_WHAT YOU WILL DO_:
Please work out how many lines in the entries contain "exact", then give that number with nothing added.

** DATA SHOWN follows **

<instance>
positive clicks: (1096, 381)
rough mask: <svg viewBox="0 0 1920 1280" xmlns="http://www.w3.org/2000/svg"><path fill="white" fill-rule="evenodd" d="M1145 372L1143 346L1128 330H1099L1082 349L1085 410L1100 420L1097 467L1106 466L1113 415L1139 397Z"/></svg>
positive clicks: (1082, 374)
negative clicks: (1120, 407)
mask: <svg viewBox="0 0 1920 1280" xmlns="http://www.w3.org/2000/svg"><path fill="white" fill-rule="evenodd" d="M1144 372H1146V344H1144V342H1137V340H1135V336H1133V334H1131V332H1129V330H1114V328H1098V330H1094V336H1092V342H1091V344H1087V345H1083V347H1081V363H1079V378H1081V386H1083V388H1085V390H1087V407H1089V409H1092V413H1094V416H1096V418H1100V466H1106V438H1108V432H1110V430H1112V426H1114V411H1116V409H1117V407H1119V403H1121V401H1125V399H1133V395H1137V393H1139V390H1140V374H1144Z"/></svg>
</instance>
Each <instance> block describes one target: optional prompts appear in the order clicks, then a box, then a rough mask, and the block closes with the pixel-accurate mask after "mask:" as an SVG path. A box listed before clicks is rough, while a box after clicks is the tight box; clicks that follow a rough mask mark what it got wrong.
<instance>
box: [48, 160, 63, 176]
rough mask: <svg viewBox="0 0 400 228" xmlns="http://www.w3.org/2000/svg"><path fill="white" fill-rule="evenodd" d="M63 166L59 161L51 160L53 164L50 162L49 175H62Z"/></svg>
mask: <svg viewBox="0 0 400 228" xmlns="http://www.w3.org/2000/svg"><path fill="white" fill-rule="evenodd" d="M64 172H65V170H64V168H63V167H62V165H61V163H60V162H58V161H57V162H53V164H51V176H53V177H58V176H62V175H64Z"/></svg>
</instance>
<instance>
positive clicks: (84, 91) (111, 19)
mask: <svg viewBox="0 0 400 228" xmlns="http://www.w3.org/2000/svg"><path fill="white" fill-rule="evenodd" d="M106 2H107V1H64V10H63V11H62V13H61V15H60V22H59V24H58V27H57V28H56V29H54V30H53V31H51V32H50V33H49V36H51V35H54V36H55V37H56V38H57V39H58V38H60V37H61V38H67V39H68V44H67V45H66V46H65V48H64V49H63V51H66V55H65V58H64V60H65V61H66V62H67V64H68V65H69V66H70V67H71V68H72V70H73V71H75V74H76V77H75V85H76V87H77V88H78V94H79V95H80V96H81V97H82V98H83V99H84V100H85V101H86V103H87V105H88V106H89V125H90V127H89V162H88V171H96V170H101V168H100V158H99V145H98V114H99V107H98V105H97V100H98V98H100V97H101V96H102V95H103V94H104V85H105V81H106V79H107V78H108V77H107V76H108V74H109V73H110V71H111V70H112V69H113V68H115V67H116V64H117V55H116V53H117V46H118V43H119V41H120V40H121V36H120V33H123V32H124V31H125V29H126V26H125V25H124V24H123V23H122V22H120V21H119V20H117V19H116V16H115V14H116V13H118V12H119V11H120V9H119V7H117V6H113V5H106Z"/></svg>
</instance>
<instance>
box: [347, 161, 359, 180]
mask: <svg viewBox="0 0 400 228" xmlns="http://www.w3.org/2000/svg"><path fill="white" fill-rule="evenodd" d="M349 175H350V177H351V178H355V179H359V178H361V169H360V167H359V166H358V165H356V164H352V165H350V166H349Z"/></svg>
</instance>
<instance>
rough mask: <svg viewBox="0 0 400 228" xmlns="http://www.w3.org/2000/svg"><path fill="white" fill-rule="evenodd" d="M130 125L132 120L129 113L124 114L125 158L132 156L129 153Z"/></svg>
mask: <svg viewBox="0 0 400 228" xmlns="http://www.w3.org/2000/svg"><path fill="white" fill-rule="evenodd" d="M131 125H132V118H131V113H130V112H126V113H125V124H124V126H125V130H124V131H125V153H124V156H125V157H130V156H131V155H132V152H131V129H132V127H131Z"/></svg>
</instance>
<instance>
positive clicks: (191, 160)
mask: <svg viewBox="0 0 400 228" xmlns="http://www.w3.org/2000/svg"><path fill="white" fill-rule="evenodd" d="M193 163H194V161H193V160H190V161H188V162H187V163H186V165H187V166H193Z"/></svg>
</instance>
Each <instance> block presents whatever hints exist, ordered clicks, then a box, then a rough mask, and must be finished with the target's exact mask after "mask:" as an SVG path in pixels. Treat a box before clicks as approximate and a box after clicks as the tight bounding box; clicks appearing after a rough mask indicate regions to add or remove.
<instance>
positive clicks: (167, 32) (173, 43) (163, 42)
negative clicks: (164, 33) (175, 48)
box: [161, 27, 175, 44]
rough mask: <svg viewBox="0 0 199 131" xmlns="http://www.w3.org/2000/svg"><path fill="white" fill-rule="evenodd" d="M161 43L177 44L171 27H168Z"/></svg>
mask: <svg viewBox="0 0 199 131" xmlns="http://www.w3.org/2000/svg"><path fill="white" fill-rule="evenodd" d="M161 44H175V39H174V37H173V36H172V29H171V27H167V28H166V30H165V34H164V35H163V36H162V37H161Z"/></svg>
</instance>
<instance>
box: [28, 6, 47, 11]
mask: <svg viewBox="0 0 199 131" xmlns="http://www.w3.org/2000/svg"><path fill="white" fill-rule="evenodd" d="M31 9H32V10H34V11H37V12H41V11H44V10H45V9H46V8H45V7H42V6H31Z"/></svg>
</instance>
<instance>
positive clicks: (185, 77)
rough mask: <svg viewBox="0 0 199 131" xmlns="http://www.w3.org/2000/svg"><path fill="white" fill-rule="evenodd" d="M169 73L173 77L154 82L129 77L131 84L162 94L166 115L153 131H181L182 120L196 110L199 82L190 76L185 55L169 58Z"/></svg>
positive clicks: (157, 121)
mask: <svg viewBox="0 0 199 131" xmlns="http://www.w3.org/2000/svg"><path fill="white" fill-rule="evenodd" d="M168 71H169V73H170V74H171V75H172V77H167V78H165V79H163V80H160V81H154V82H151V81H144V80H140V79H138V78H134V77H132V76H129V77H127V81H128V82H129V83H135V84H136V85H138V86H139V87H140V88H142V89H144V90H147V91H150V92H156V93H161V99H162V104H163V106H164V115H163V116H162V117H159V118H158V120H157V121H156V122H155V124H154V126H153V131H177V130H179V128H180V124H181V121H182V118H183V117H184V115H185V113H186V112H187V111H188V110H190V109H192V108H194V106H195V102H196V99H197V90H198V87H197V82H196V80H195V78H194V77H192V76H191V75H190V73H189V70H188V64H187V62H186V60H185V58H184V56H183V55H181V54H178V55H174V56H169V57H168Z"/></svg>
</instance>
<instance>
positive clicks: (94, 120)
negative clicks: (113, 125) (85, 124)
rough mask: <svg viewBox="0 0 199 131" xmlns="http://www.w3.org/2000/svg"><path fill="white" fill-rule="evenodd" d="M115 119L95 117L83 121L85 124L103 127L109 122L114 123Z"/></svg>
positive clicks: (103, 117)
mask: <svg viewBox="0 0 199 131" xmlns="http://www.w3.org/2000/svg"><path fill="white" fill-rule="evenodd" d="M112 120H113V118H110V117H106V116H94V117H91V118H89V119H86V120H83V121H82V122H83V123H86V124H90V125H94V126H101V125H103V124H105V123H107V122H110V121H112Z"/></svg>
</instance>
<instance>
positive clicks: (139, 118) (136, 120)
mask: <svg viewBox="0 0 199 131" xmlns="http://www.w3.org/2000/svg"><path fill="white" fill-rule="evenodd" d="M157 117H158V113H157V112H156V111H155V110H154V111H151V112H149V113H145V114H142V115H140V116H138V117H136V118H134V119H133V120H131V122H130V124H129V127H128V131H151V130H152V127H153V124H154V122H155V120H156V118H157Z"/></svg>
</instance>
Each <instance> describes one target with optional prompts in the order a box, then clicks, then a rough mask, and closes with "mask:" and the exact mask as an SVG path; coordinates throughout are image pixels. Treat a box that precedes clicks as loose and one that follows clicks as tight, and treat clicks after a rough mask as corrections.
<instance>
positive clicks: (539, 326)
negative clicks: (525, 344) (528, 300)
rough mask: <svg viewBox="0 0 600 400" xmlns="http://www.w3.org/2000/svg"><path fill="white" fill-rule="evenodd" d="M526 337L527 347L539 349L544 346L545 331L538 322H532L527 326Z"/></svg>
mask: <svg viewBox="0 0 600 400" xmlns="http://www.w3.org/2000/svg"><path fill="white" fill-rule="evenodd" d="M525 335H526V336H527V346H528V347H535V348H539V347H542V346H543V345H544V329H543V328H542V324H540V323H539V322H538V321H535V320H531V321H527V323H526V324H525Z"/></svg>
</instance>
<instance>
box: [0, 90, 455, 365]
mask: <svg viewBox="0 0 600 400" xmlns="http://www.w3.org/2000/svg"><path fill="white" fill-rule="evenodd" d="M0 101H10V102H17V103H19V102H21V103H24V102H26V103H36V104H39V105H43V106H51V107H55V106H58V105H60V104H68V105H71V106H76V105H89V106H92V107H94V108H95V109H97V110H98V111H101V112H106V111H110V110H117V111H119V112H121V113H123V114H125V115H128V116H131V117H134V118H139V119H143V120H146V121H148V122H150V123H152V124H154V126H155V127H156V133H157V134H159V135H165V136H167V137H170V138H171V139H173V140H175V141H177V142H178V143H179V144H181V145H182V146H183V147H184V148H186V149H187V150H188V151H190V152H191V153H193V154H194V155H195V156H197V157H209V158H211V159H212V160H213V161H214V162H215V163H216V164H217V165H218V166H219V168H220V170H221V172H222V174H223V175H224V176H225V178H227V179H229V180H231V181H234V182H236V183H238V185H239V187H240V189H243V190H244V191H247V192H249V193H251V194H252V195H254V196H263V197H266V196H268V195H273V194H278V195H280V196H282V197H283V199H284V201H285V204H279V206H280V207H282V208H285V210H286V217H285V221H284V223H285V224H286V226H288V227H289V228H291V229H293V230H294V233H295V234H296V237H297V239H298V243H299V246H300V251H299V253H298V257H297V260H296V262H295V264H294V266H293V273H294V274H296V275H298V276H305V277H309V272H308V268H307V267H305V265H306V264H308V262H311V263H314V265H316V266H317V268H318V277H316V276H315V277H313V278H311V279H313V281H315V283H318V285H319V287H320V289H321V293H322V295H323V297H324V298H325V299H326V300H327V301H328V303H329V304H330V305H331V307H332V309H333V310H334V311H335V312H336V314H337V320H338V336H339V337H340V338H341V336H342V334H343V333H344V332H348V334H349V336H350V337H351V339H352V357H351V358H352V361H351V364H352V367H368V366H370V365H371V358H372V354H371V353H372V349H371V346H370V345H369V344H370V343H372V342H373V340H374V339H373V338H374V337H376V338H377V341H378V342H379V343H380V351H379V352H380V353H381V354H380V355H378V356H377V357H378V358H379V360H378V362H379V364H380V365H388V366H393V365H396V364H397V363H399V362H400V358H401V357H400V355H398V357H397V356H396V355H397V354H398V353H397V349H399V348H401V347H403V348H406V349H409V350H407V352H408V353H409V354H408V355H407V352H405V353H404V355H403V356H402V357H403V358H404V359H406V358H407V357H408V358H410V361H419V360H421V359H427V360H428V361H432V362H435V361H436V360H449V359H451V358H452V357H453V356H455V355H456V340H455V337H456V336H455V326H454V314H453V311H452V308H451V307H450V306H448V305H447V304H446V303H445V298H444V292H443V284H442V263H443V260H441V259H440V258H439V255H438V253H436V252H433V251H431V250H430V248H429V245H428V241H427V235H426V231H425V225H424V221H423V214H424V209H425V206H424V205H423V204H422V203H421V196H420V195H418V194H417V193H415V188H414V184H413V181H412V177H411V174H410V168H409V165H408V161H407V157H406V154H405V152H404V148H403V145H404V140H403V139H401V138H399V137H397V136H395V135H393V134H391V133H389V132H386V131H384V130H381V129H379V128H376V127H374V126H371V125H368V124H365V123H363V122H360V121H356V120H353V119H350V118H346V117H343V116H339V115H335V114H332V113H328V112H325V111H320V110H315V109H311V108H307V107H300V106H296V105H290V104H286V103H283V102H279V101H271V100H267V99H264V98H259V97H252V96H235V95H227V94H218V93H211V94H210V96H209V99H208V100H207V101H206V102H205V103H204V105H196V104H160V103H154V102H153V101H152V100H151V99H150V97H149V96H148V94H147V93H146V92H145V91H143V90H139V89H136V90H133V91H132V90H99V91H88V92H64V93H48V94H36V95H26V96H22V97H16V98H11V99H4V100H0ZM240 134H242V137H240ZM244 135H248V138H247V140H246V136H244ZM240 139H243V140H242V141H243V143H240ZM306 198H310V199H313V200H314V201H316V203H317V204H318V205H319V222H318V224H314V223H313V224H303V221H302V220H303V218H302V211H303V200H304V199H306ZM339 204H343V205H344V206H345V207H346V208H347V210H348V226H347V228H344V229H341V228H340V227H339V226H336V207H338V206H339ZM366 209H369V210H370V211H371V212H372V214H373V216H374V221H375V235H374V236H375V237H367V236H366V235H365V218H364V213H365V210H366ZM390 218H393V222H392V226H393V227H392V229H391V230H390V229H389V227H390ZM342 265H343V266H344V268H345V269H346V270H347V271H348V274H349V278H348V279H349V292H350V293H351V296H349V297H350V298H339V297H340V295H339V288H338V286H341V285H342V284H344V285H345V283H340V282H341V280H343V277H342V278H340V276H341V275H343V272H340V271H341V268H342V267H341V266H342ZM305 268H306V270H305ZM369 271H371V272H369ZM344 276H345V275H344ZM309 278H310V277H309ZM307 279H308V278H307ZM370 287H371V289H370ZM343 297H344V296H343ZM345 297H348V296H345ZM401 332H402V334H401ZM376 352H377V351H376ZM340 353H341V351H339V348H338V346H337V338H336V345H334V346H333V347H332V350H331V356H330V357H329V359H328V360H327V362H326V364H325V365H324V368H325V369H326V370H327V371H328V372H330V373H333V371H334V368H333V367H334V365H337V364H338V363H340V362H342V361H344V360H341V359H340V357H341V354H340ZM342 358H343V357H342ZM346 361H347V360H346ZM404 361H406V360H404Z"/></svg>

** End of DATA SHOWN **

_OUTPUT OF THE EXERCISE_:
2